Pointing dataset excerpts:
==============================
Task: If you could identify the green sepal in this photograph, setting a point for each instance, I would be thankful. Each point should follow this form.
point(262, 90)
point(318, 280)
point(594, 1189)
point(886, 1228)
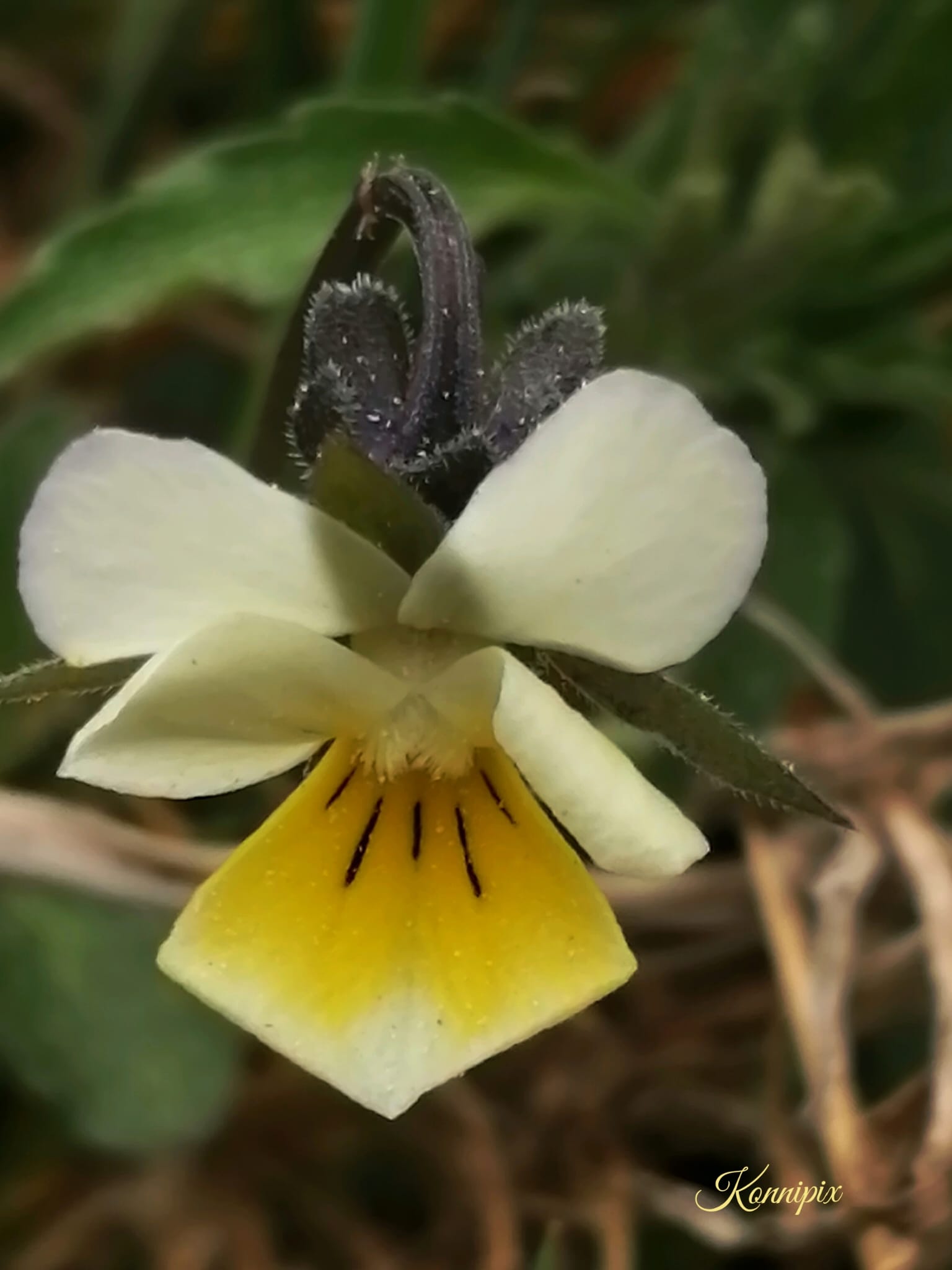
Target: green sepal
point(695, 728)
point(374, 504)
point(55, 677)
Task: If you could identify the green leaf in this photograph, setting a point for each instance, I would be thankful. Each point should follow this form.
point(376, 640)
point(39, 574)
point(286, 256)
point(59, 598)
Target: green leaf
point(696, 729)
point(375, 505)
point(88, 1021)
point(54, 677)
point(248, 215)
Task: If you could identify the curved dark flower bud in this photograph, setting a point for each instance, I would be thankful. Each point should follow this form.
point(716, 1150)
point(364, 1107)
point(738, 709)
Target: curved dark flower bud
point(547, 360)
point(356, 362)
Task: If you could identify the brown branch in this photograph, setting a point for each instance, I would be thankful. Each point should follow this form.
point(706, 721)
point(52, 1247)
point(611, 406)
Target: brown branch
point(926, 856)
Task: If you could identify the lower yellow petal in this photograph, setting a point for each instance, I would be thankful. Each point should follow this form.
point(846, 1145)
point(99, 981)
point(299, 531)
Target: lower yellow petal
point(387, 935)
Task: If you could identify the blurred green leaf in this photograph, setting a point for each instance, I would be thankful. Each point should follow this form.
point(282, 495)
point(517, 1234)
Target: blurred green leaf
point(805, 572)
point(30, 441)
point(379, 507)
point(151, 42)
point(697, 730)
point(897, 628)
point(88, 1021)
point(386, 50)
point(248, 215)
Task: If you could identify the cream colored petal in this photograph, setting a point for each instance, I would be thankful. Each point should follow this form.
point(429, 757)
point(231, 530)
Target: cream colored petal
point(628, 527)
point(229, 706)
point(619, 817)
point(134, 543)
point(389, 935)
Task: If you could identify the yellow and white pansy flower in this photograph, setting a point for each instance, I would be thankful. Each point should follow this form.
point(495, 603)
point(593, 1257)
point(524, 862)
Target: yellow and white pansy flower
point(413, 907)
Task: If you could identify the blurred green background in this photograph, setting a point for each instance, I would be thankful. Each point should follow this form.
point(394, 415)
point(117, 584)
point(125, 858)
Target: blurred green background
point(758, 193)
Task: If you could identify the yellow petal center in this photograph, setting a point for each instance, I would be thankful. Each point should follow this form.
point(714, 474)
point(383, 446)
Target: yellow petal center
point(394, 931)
==============================
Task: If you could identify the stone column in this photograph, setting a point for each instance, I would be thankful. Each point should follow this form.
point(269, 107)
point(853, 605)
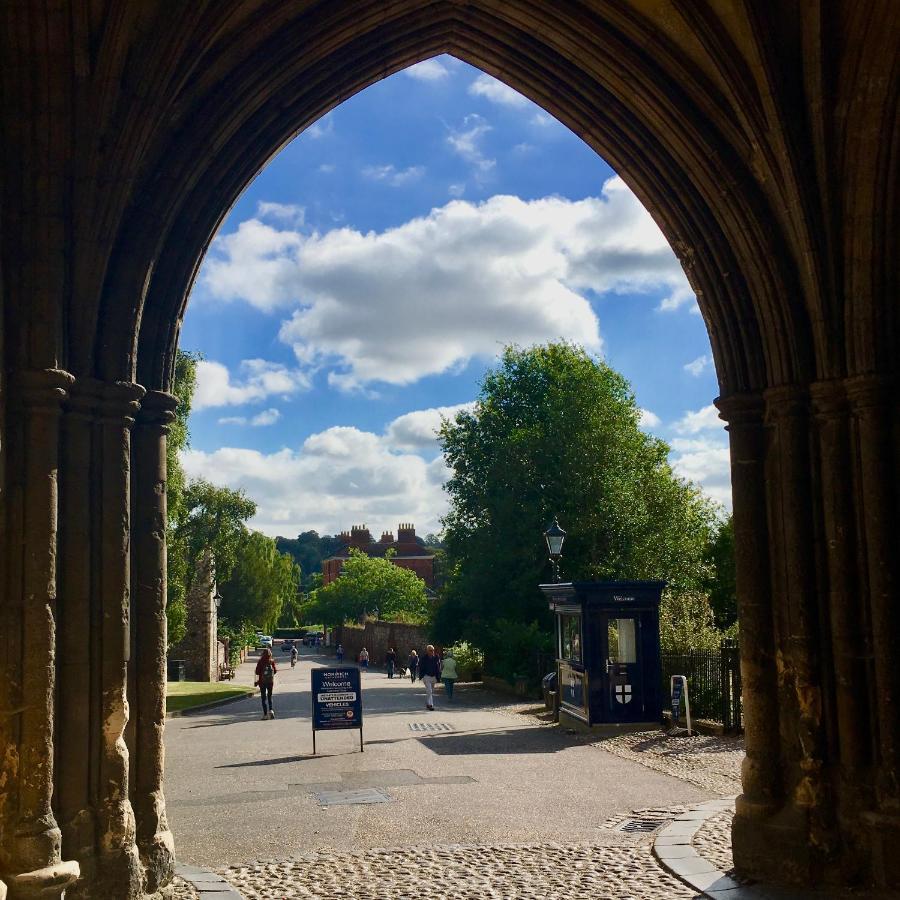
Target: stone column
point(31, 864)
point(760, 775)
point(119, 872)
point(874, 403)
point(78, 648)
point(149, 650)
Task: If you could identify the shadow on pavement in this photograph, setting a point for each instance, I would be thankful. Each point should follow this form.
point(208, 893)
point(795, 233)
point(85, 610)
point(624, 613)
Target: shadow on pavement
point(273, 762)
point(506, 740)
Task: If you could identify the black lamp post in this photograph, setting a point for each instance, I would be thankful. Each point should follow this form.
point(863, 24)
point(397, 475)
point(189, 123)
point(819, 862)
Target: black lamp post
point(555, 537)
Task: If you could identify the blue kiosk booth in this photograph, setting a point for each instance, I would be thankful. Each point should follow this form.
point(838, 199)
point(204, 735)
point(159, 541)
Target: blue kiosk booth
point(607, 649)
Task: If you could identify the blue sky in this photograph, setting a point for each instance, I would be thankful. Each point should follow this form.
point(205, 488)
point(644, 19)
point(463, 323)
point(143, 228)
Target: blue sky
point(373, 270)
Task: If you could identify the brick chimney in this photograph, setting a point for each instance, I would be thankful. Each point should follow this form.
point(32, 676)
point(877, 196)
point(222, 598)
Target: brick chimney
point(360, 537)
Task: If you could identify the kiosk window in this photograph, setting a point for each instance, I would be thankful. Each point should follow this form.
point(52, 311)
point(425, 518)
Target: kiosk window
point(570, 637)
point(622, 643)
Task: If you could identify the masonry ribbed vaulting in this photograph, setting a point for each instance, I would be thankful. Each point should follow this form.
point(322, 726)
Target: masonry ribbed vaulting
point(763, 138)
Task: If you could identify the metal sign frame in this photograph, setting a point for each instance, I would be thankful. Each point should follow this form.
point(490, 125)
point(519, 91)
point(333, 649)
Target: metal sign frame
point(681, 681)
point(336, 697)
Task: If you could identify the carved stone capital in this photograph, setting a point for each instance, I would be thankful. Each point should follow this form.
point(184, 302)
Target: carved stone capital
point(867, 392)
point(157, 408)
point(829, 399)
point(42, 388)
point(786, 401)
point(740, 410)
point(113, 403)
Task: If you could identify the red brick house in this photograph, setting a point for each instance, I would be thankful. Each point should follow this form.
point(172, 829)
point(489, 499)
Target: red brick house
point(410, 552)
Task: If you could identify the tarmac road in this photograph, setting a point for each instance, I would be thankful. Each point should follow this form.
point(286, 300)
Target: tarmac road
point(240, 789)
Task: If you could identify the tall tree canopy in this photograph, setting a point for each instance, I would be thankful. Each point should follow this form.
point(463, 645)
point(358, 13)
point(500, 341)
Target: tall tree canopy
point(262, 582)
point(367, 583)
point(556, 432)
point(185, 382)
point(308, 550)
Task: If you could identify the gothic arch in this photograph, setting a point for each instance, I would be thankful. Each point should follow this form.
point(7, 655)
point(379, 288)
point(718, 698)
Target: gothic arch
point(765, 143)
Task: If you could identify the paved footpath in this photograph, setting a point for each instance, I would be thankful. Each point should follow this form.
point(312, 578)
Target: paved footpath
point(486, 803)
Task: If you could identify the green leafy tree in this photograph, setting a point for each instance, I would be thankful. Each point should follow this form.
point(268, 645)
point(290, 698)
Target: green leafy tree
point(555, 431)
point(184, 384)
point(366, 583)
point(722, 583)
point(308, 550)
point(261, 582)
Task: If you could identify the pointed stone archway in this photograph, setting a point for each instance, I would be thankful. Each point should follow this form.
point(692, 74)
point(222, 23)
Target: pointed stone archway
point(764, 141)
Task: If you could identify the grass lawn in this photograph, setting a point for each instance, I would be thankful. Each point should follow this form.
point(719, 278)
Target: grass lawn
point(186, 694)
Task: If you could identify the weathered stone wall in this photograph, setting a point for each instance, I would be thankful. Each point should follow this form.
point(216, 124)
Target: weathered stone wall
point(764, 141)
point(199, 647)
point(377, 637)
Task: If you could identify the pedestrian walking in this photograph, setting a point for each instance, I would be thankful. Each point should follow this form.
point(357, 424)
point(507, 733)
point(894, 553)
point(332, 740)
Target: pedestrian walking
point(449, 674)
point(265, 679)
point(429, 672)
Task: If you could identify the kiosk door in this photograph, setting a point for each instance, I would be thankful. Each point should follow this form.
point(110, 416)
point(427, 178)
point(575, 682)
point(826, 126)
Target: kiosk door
==============================
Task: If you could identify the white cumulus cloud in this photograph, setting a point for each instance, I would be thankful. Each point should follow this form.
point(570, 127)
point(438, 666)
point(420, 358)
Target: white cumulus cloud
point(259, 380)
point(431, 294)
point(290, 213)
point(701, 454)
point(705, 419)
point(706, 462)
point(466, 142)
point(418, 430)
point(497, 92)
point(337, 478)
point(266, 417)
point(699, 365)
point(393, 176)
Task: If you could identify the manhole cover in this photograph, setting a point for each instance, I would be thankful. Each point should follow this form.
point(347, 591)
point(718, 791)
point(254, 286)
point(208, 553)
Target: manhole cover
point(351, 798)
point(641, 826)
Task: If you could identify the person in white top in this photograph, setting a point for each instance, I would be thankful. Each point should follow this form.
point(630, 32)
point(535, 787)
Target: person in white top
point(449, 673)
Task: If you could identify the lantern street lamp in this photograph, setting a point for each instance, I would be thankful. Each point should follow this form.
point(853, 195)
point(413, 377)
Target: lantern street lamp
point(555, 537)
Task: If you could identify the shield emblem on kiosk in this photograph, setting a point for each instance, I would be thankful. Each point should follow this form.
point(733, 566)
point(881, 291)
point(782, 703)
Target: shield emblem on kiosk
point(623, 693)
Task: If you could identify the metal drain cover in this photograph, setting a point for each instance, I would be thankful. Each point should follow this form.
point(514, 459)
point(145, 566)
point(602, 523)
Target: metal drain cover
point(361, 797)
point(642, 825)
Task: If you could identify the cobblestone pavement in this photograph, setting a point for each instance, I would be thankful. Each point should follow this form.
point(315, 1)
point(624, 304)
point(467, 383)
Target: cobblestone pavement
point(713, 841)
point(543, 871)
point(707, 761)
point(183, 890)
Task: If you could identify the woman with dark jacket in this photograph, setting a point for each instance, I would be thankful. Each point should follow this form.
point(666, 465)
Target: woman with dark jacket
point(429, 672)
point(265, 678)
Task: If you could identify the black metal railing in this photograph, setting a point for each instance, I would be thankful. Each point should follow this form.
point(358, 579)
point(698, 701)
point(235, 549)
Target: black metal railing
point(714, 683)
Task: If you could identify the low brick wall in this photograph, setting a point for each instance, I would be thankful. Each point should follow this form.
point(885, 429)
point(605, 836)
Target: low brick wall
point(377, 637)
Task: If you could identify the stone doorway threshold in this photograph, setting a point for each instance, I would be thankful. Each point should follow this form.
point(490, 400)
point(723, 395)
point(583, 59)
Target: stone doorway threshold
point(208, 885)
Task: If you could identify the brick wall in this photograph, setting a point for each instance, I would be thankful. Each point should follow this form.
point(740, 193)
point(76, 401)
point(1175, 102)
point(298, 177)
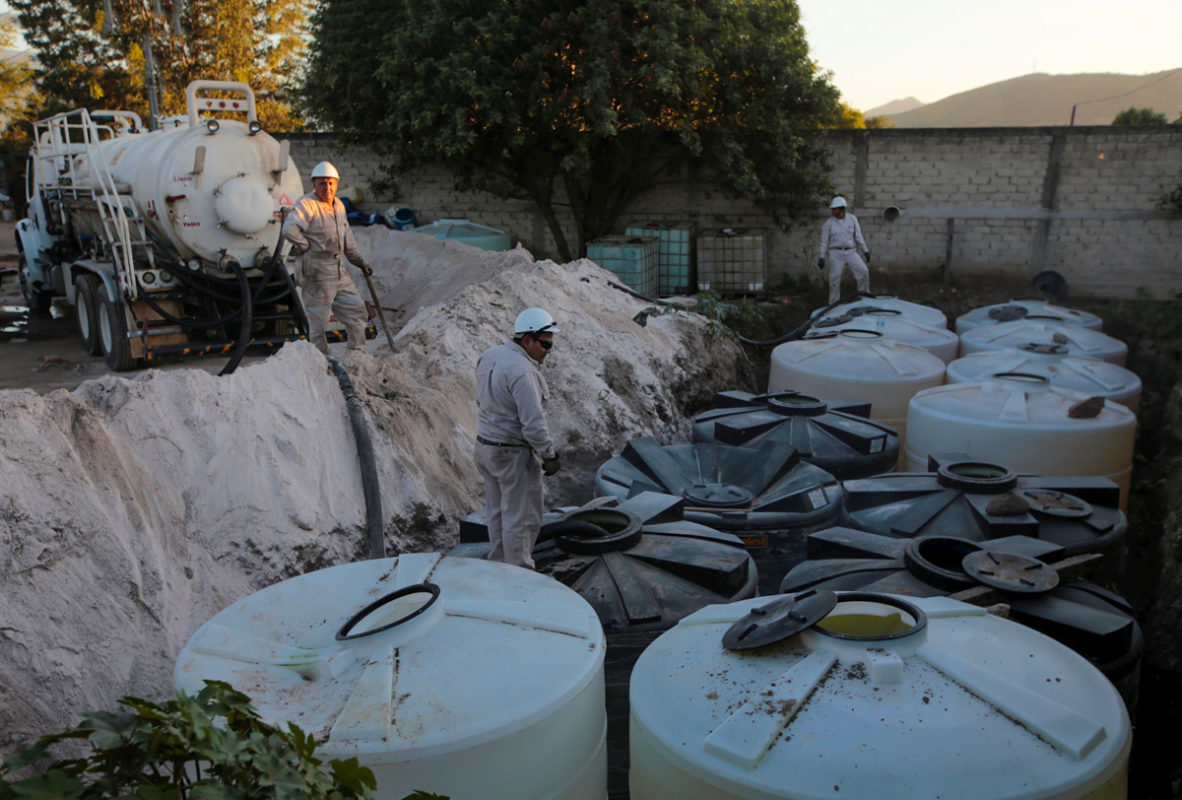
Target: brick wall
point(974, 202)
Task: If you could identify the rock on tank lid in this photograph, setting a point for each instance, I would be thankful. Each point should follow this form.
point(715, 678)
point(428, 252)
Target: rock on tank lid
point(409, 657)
==============================
YOUR INSTRUCTIONS: Reproduce the lines from the one with "Task: If you could identify the metal drain" up to and including the one with "point(642, 825)", substituting "iron" for "metal" and keeping everything else unchanged.

CORRECT ANSWER:
Task: If you could identify the iron drain cover in this photograph, setting a point for each instance, I would be thankful. Each point should follow this form.
point(514, 459)
point(145, 566)
point(602, 523)
Target: iron drain cover
point(361, 797)
point(642, 825)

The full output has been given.